Scan the data beneath this task and copy each line that includes "building".

--- Collection entries ---
::::::::::

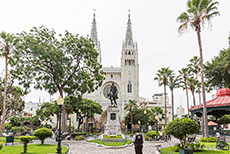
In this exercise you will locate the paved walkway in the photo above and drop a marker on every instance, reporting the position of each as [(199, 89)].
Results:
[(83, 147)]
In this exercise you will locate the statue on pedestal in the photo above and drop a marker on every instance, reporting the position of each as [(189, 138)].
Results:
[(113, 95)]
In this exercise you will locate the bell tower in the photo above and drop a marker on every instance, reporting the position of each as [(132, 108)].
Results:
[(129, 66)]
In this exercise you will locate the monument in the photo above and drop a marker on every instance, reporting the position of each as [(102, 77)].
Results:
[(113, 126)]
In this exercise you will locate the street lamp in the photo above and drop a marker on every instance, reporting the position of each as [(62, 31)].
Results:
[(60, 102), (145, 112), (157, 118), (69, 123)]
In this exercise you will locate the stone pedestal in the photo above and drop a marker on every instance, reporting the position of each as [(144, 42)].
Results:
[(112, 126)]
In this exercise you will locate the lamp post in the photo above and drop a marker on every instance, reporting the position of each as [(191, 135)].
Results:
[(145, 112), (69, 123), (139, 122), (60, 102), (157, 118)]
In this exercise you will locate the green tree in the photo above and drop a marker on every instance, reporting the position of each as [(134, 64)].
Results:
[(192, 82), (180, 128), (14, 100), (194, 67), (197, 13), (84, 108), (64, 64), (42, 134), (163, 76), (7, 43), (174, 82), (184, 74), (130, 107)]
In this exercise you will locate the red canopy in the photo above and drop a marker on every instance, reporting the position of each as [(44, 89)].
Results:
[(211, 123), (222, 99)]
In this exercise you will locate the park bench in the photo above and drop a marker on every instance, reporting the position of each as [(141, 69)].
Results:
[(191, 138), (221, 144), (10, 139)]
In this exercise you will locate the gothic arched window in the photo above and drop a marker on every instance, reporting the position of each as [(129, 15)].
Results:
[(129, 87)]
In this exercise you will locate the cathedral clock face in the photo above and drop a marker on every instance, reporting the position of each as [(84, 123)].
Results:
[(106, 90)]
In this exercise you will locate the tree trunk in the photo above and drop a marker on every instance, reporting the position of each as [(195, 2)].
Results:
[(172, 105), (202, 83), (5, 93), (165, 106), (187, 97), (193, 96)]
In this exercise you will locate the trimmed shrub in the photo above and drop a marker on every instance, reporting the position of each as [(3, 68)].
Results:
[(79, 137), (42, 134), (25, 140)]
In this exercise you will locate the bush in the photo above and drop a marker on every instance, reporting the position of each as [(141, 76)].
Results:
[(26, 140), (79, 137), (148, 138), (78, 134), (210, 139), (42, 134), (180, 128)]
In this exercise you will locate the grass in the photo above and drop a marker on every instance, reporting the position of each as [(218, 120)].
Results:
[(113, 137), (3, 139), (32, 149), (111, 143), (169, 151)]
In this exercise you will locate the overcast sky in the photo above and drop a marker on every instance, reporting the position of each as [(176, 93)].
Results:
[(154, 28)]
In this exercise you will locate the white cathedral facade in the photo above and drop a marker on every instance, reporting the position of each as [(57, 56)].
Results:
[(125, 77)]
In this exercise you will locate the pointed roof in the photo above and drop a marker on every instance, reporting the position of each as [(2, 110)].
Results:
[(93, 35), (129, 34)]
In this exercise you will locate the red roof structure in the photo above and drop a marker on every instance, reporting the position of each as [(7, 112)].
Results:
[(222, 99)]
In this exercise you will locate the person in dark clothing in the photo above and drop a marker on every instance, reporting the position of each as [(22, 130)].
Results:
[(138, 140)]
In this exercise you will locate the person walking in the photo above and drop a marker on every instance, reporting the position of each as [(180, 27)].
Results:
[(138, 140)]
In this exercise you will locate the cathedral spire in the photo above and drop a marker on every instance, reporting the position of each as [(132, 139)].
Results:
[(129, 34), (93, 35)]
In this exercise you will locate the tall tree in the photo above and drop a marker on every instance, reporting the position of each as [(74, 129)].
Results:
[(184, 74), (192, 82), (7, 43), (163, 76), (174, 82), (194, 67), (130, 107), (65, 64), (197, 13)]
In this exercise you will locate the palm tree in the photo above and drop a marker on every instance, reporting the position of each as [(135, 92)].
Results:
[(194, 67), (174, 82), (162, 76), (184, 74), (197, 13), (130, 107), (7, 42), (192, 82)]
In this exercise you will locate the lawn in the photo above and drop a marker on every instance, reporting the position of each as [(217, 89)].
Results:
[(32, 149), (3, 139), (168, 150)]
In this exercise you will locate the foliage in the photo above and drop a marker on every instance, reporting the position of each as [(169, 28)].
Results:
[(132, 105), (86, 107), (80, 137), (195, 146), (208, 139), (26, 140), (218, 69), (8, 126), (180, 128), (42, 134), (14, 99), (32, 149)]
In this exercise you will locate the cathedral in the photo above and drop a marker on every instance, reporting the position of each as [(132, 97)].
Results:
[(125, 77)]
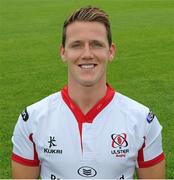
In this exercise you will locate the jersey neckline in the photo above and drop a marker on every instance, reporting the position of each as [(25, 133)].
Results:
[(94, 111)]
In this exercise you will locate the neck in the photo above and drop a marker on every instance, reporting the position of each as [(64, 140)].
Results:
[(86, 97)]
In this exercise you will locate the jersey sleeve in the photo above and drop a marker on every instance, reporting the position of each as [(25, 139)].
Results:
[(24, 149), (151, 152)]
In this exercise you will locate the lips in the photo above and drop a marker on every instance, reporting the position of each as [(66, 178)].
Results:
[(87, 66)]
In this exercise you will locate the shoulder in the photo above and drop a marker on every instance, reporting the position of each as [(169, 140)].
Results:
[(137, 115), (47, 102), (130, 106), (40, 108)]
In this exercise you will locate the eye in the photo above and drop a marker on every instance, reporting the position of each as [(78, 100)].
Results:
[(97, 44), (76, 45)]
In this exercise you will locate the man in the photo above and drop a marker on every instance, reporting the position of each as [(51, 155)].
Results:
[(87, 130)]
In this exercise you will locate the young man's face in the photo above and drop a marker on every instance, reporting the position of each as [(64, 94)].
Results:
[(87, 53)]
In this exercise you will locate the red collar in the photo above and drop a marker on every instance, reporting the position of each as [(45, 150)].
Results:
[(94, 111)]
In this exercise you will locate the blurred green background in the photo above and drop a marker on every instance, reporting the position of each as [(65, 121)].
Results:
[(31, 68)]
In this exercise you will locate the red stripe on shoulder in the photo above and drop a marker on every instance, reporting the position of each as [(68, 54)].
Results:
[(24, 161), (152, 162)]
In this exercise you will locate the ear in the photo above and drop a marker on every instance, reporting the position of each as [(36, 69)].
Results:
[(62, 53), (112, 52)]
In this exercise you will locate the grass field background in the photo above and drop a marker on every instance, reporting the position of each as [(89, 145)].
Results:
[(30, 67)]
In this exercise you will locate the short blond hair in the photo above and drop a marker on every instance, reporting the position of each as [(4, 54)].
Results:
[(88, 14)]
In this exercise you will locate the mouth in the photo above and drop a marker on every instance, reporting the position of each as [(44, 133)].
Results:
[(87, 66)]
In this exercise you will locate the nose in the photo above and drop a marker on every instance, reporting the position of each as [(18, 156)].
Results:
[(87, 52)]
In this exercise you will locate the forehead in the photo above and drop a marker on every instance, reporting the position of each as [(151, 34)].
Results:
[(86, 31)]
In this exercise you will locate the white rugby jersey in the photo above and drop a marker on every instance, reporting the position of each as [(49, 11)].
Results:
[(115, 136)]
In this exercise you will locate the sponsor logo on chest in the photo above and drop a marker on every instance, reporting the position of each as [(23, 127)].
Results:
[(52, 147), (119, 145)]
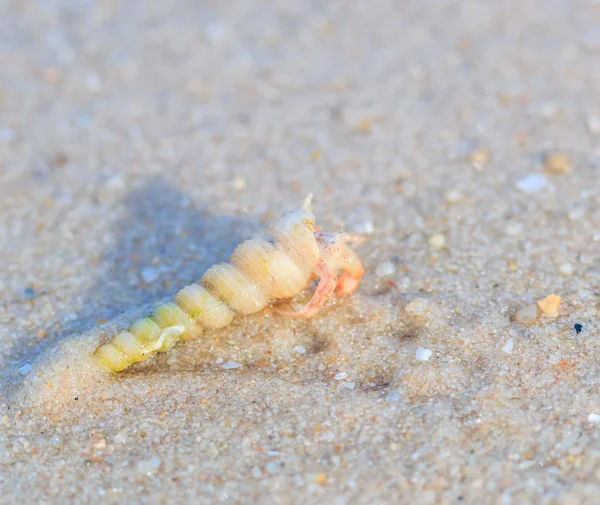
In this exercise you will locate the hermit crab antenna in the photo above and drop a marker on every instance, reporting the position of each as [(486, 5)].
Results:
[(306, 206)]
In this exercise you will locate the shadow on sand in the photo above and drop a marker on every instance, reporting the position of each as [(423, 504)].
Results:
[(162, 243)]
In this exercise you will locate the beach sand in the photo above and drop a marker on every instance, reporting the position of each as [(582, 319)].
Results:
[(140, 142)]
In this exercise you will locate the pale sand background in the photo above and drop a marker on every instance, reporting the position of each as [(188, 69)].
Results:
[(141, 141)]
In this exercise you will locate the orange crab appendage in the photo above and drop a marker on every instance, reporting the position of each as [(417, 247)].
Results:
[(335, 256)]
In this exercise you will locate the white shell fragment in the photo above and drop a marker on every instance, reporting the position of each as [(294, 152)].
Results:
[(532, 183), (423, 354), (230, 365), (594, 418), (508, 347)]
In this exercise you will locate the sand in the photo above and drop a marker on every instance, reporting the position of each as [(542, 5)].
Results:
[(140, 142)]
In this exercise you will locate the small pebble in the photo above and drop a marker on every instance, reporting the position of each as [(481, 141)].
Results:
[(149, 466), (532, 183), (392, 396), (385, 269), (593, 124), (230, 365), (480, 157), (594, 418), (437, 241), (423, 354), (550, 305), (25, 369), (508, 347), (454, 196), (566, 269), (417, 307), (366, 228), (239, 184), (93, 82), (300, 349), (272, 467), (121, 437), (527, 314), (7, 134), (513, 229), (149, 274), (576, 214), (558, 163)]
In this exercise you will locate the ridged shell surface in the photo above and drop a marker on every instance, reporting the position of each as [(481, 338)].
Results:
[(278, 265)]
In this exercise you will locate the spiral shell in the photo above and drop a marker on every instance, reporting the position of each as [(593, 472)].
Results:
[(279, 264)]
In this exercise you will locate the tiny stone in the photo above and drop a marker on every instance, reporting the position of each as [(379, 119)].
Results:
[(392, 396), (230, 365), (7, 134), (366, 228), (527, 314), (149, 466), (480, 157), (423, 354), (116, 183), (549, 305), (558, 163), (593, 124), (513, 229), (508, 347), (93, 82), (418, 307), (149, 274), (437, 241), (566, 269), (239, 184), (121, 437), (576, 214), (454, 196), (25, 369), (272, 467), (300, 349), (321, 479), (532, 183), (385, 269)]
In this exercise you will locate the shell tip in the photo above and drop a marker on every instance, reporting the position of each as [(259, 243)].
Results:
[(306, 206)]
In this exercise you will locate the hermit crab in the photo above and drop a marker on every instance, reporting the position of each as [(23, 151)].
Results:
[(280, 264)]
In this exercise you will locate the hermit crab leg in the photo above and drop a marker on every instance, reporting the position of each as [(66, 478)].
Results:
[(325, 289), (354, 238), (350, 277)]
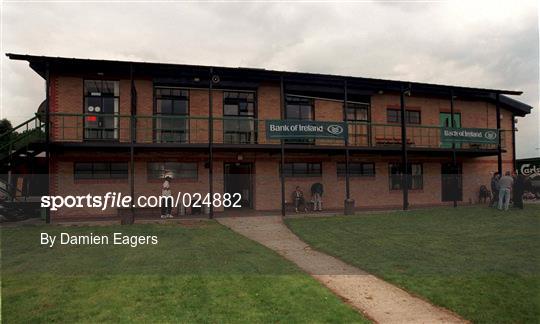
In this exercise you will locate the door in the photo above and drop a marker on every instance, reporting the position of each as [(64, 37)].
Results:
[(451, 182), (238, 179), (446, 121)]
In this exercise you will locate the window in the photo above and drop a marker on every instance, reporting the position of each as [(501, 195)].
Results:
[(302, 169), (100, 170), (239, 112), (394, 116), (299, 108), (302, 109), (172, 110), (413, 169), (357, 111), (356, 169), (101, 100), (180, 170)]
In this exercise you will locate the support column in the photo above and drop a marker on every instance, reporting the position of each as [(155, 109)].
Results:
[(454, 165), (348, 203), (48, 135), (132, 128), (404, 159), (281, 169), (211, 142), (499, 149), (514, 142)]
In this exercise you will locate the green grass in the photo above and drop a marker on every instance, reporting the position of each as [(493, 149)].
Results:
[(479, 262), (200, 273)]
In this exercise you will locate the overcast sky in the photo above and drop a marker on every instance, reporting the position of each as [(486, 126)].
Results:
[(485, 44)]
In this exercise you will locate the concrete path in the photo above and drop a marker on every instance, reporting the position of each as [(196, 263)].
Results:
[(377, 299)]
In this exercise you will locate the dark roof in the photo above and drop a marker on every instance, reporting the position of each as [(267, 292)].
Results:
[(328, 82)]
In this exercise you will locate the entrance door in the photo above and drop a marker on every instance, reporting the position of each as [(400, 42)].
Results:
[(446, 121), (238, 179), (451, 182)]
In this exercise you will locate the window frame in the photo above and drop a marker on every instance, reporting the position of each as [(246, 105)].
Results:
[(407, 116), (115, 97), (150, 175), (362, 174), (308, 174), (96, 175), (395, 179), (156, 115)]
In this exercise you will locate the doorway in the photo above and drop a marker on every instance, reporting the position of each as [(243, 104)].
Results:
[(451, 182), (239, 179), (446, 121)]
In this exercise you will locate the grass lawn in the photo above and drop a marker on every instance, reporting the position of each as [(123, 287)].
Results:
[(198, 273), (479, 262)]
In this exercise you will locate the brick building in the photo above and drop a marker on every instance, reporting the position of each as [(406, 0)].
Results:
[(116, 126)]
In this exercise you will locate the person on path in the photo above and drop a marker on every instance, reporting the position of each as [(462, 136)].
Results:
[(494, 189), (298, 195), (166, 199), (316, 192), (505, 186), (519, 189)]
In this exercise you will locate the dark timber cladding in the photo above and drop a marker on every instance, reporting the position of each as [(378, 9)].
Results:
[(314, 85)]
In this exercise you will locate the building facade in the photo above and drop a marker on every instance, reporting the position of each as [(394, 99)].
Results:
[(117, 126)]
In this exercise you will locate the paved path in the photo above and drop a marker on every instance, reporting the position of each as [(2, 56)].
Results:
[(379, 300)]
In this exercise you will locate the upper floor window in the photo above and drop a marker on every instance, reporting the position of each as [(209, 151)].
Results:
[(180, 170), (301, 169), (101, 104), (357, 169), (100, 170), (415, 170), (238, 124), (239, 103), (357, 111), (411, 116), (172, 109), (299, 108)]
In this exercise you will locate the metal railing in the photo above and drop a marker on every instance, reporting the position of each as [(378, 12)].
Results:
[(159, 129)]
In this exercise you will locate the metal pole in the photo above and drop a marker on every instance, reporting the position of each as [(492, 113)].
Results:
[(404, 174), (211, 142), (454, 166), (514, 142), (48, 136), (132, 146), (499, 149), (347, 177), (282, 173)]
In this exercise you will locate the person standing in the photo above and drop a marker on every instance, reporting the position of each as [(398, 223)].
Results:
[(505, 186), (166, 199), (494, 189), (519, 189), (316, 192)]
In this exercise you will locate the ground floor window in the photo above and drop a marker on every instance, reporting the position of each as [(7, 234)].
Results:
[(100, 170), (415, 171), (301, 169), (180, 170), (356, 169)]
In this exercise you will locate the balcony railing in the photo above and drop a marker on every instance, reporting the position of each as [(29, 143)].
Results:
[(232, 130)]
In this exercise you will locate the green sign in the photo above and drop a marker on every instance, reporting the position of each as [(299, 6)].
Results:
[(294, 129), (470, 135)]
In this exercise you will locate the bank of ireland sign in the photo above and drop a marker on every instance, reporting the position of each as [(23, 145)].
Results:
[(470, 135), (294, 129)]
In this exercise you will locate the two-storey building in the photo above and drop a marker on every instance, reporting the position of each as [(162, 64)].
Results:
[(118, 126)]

::::::::::

--- Response to this task ---
In this exercise you will locate the brick building in the photo above and drop a marker on every instance, reporting the position of each as [(406, 0)].
In this exercise you will locate the building facade in the photo above and drop a marker on every instance, reporting the position of each as [(394, 99)].
In this exercise you will locate the two-storey building in the photo above and drop a marker on every instance, reporting the position of each as [(162, 64)].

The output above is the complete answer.